Set task:
Can you give every entry below as a two-column CSV with the header row request,points, putting each request's text and its answer in one row, with each field enclosed in double quotes and any line breaks inside a field replaced by spaces?

Stored data:
--- BEGIN ---

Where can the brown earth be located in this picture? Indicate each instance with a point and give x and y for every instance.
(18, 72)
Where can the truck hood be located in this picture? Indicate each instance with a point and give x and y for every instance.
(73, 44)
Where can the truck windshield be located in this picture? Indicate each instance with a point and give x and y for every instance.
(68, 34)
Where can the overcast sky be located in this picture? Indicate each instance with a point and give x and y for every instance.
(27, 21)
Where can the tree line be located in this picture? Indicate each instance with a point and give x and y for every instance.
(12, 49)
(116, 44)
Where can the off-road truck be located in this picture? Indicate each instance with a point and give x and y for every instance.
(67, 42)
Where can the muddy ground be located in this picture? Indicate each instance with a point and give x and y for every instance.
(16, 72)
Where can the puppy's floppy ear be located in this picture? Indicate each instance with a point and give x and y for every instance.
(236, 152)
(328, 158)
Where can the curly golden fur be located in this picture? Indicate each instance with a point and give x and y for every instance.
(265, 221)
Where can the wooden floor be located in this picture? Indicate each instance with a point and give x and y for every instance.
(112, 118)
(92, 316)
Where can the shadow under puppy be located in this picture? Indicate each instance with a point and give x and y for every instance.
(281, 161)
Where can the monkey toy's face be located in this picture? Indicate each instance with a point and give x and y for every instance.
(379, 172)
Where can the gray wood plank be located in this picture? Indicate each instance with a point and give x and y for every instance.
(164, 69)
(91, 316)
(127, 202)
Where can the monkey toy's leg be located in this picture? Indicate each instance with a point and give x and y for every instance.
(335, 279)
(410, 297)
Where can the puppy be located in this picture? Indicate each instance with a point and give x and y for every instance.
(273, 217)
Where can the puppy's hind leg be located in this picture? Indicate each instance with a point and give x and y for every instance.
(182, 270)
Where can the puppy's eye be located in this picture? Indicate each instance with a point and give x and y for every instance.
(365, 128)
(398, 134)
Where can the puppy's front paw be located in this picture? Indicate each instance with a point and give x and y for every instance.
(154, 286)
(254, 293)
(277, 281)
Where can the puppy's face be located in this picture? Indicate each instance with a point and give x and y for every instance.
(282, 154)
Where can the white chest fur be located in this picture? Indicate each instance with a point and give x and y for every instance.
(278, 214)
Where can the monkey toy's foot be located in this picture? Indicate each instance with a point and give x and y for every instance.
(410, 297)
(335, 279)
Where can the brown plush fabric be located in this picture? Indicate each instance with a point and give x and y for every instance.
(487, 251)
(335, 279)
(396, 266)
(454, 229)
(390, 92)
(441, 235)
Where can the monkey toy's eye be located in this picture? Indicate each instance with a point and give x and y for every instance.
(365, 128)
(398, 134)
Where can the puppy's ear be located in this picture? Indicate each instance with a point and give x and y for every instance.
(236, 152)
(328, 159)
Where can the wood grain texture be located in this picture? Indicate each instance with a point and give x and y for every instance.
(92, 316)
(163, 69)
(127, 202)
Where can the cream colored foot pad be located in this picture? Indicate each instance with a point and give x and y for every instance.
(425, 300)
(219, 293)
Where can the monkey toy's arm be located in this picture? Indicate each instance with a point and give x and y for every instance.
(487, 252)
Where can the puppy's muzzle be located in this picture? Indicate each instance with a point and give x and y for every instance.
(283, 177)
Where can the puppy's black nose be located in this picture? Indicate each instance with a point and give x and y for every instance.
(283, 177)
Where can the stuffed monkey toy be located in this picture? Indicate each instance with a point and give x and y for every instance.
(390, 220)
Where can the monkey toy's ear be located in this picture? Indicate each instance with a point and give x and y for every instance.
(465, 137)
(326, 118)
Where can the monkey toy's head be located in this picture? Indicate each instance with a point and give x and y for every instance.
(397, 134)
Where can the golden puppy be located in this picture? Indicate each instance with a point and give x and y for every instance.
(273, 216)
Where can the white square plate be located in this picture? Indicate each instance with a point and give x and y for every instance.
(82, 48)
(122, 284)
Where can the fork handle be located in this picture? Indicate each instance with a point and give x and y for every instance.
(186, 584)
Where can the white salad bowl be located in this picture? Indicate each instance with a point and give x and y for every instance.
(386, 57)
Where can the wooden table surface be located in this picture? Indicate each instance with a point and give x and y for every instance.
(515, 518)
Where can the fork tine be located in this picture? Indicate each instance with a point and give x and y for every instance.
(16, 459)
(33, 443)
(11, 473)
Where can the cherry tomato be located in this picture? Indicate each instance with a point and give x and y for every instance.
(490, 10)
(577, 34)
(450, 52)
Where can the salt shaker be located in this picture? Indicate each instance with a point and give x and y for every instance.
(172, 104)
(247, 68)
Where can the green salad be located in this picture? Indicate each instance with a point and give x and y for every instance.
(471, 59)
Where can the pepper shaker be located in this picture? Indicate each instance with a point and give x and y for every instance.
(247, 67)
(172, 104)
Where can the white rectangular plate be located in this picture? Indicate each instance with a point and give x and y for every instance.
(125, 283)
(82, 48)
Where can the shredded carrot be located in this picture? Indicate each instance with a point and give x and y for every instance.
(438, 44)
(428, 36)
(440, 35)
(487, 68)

--- END ---

Reply to the task:
request,points
"Where can the brown earth be located in this picture? Indicate each instance with a point and give x and y for every instance.","(18, 72)"
"Where can the truck hood be located in this picture? Indicate each instance with a point and give x and y for every instance.","(73, 44)"
"Where can the truck windshield be located in this picture? Indicate each instance with a point and give x and y for every instance.","(68, 34)"
"Where can the overcast sky be located in this picture? Indicate each instance with a point and give x and y for every instance.","(27, 21)"
"Where can the tree line be located in this picture? Indicate each instance with a point and give x and y for every instance.","(12, 49) (116, 44)"
"Where can the off-road truck be located in this picture? Indicate each instance with a point and give x and y for every instance.","(67, 42)"
"Where can the muddy ground be located in this picture? Indicate each instance with a point and give x and y for every instance.","(16, 72)"
"Where can the puppy's floppy ear be located in this picture? Indicate each instance with a point and give x and y for every instance.","(236, 152) (328, 158)"
"Where can the curly golden fur be located in this picture? Indicate each instance with a point and give x and y for every instance.","(265, 221)"
"Where can the wooden floor be located in this picture? Indicate each instance with a point and give x and y for every instance.","(112, 118) (92, 316)"
"Where can the shadow under puppy be located in this picture? Indicate each instance with a point and give x and y for every instance.","(281, 161)"
"Where can the monkey toy's face be located in this picture? Indicate each instance with a point and give x and y for every instance.","(379, 172)"
"Where can the gray wood plank be located in this picture? Indicate each instance with a point and give x and y for every instance.","(164, 69) (91, 316) (127, 202)"
"Where can the monkey toy's leg be located in this picture? Indicate each instance with a point and give x and y for every instance.","(335, 279) (410, 297)"
"Where can the puppy be located in this picture? Indicate each instance with a point and give x and y for every instance.","(273, 217)"
"Where can the puppy's hind leg be located in this picture? Indicate each instance with a point and give x and y for every instance.","(182, 270)"
"Where can the puppy's eye be located in this picture? Indicate each instance with a point and give x and y for every instance.","(365, 128) (398, 134)"
"Where can the puppy's front paw be located in this picture? Indicate each instance with a point and give x and y for every instance.","(154, 286) (254, 293) (277, 281)"
"Where can the puppy's face be located in this picture? Indicate each instance with a point and give x and y for every instance.","(282, 154)"
"Where can the white chest fur be located in this picture? Indicate each instance with a point and give x and y for every instance.","(278, 214)"
"Where can the monkey toy's foot be located in this picture? Indicate each instance with a point and give x and y for every instance.","(410, 297) (335, 279)"
"Where can the brown plush fabric be located in this picture? Indicate each instance with a point and give x and y for every instance.","(487, 251) (335, 279) (396, 266) (454, 229) (390, 92) (441, 235)"
"Where can the monkey toy's eye be located in this picture? Indicate each instance with a point and give x and y for every instance.","(365, 128) (398, 134)"
"Where can the puppy's ear be located in this picture? Indicate each instance with a point and give x and y for every instance.","(236, 152) (328, 159)"
"Where can the wood grain texture be located in this picture? Indicate each instance with a point and give x and y for every instance.","(92, 316) (163, 69) (127, 202)"
"Where can the cream colored foot pad be located in this picture? Indicate each instance with a point and give x and y for every instance.","(425, 300) (219, 293)"
"Where can the monkey toy's arm be located in this picture? Indicate each instance with a point and give x and y for every instance.","(487, 252)"
"Where can the puppy's muzzle be located in this picture? Indicate each instance with a point and give x and y for every instance.","(283, 177)"
"Where can the puppy's black nose be located in this picture? Indicate each instance with a point and give x and y for every instance.","(283, 177)"
"Where can the stuffed monkey toy be located in this picture? Indicate each instance with a point and give x and y for every instance.","(390, 220)"
"Where can the monkey toy's ear be located in this picture? Indicate each instance with a point and give x and y for every instance.","(465, 137) (326, 118)"
"Where can the monkey toy's head be located in this picture? Indicate each instance with a point and give x and y for every instance.","(397, 134)"
"Where can the golden puppy be located in this picture? Indicate each instance with a point and give x and y for every instance.","(273, 216)"
"Where can the white square plate be located in this picture? Indicate each instance with a point and give x and y for every instance.","(82, 48) (122, 284)"
"Where can the fork handle be located in this picture? Indicate each instance with a point and give x and y for every instance.","(186, 584)"
"Where can the white salad bowl be located in this picture? Indicate each instance with a point and give x and y for every instance.","(386, 57)"
"Where can the wooden table surface be located in this picture? Indicate each instance with a point and give x and y for every instance.","(515, 518)"
"Where can the fork tine be located in this picture? Indicate each instance with a point and give x and y for every instance.","(16, 459) (33, 443) (11, 473)"
"Where can the cherry tomato be located in this picture? Indicate each instance with a point and give x and y for every instance.","(490, 10) (577, 34) (450, 52)"
"Where can the salt shaker be located in this picture? Indicate each instance with a point and give x and y for every instance.","(172, 104) (247, 68)"
"Where can the green salad be located in this picture? Indicate each instance with a point and give x and y for every instance.","(471, 59)"
"Where can the pepper shaker be located in this picture? Indicate each instance with a point and give x and y for every instance.","(247, 67) (172, 104)"
"Where can the white rectangular plate be located in this picture? Indicate each instance with a point and give x and y for every instance.","(125, 283) (82, 48)"
"Where can the shredded carrot be located in this picture? Indicate each instance with a point and give x and y for every instance.","(438, 44) (428, 36) (440, 35) (487, 68)"